▸ **SUPPLIED PASSAGE**:
■ ■ ■ ■

Following base-calling, a consensus sequence was generated for each sample using the consensus_two_calls function. This algorithm integrates both primary and secondary bases. The primary base is prioritized unless the secondary base has a significantly higher confidence score (a difference of more than 0.2 on a 0–1 scale). If different bases have similar confidence scores, IUPAC ambiguity codes are applied. Bases with confidence scores below a pre-established threshold (0.5) were designated as N (unidentified base).

All alignment files were manually reviewed and curated. The final alignment was saved as a FASTA-formatted .aln file for downstream analysis.

Although NAT2 is a highly polymorphic gene, the selection of five key single-nucleotide polymorphisms (SNPs) in this study was based on their established relevance for acetylator phenotype assignment and their high frequency in diverse populations. These variants capture the most common NAT2 haplotypes (*4, *5, *6, and *7) that together account for the vast majority of acetylator phenotypes reported worldwide.

■ ■ ■ ■

▸ **MATERIAL PROVIDED**:
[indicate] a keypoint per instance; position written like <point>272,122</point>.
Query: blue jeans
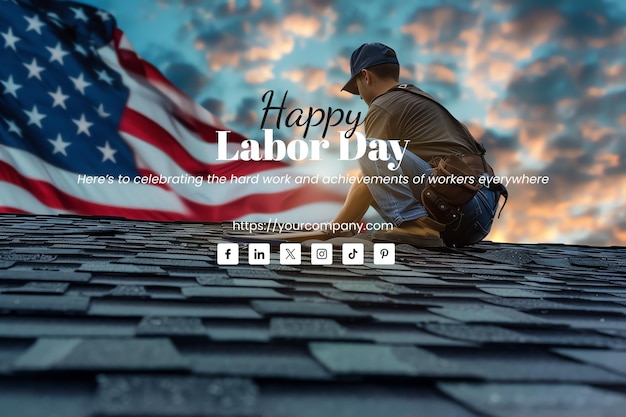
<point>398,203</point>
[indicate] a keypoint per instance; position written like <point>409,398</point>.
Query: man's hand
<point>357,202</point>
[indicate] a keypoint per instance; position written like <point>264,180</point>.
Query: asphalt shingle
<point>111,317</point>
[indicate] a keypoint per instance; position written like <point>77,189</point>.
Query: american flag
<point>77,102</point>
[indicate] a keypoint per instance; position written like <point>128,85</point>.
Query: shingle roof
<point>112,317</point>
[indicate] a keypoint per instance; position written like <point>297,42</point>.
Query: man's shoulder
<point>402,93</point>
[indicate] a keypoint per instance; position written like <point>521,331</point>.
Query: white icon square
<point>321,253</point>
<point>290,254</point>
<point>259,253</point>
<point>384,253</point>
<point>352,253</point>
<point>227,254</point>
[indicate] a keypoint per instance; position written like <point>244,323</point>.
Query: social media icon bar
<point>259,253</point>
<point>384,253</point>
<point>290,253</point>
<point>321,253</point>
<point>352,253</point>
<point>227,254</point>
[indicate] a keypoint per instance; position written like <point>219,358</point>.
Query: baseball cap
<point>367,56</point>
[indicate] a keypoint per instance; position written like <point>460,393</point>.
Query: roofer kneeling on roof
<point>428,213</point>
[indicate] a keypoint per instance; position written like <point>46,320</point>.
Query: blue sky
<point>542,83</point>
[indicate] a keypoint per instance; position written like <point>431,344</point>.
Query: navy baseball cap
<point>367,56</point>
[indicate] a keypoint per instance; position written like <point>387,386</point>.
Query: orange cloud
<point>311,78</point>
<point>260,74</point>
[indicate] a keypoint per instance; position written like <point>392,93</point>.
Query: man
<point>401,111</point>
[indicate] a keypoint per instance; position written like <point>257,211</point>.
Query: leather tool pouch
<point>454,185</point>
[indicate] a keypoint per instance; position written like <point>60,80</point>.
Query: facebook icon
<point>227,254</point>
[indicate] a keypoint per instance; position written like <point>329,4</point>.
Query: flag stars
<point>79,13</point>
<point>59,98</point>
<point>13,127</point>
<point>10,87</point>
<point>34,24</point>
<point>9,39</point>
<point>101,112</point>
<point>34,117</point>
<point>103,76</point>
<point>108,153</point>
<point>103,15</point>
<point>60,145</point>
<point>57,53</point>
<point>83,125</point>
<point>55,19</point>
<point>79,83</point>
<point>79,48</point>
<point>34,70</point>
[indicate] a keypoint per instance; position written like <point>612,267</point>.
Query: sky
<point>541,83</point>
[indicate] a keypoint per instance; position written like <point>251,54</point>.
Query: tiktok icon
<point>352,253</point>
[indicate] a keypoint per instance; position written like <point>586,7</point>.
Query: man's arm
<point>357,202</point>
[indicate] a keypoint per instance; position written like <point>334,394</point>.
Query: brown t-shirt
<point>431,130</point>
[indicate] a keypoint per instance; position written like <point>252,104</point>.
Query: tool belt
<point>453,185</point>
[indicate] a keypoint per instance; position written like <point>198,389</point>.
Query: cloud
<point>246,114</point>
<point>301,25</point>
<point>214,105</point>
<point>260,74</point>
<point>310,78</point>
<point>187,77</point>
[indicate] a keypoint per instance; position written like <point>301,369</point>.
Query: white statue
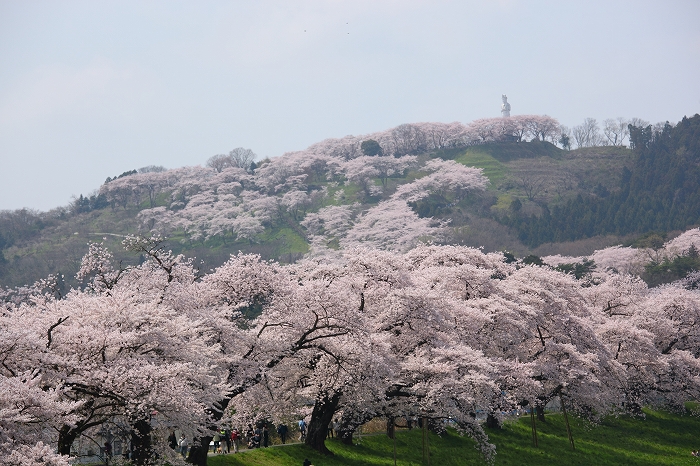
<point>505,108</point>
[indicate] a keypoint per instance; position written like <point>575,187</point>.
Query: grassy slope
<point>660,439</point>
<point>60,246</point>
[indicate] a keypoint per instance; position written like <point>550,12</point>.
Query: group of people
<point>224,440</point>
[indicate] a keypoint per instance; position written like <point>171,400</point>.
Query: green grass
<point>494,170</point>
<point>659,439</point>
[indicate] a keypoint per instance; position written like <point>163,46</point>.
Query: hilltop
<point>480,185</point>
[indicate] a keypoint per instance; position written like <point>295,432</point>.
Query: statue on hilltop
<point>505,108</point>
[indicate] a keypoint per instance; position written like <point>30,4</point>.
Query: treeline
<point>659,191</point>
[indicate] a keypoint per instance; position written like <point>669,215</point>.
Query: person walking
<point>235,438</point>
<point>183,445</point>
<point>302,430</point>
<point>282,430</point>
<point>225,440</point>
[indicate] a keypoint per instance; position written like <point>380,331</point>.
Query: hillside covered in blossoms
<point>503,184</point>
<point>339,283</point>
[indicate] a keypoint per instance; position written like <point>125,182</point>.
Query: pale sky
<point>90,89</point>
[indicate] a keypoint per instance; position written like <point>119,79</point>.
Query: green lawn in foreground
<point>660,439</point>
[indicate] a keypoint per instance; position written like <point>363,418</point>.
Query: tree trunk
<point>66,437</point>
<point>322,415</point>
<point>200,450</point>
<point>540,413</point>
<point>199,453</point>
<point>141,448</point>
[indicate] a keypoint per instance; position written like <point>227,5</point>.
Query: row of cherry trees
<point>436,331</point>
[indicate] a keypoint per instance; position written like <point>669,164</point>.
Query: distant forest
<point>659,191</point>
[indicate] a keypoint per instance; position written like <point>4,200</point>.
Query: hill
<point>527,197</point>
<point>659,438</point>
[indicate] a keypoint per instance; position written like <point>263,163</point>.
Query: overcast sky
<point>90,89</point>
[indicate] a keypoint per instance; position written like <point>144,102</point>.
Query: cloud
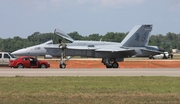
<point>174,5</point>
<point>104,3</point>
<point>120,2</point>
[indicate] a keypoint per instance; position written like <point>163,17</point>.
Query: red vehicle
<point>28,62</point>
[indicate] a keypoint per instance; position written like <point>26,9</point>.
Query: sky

■ ■ ■ ■

▸ **WHAT YOU WILL DO**:
- a) According to the sequencing methods passage, what confidence score caused a base to be designated N?
- b) Do these statements agree with the sequencing methods passage? For each, answer yes or no and quote the words that decide it.
(i) The secondary base is chosen whenever its confidence score is higher than the primary base's.
(ii) The final alignment was saved as a FASTA-formatted .aln file.
(iii) The study selected five key single-nucleotide polymorphisms.
- c) Write the next part of the sequencing methods passage, picking up after its final sentence.

▸ **ANSWERS BY TASK**:
- a) A confidence score below the threshold of 0.5.

- b)
(i) No: "The primary base is prioritized unless the secondary base has a significantly higher confidence score (a difference of more than 0.2 on a 0–1 scale)."
(ii) Yes: "The final alignment was saved as a FASTA-formatted .aln file for downstream analysis."
(iii) Yes: "the selection of five key single-nucleotide polymorphisms (SNPs) in this study"

- c)
Given the pilot and descriptive nature of this study, the use of a reduced SNP panel was considered appropriate to generate baseline pharmacogenetic data in an underrepresented population. While extended SNP panels may provide finer resolution, the selected variants are sufficient for reliable acetylator phenotype classification in population-based studies and have been widely used in similar pharmacogenetic investigations.

2.7. Variant Annotation and Visualization

The identified variants and their associated genotypes were compiled into a VCF (Variant Call Format) file (v4.2). The file included chromosomal position, reference and alternative alleles, AF, and genotype for each sample. The VCF file was submitted to the Ensembl Variant Effect Predictor (VEP). This tool provided allele frequency information from databases like gnomAD and the 1000 Genomes Project, as well as pathogenicity predictions and dbSNP IDs (rs identifiers). Data from the Ensembl VEP output were parsed to extract relevant information, including allele frequency (AF=) from our cohort and rs identifiers. For focused analysis, only variants with an AF of ≥0.1 were included. For comparative visualization, allele frequencies from external databases were extracted from the INFO column, specifically gnomADg_AMR_AF (for the American population in gnomAD) and AMR_AF (for the American population in the 1000 Genomes Project).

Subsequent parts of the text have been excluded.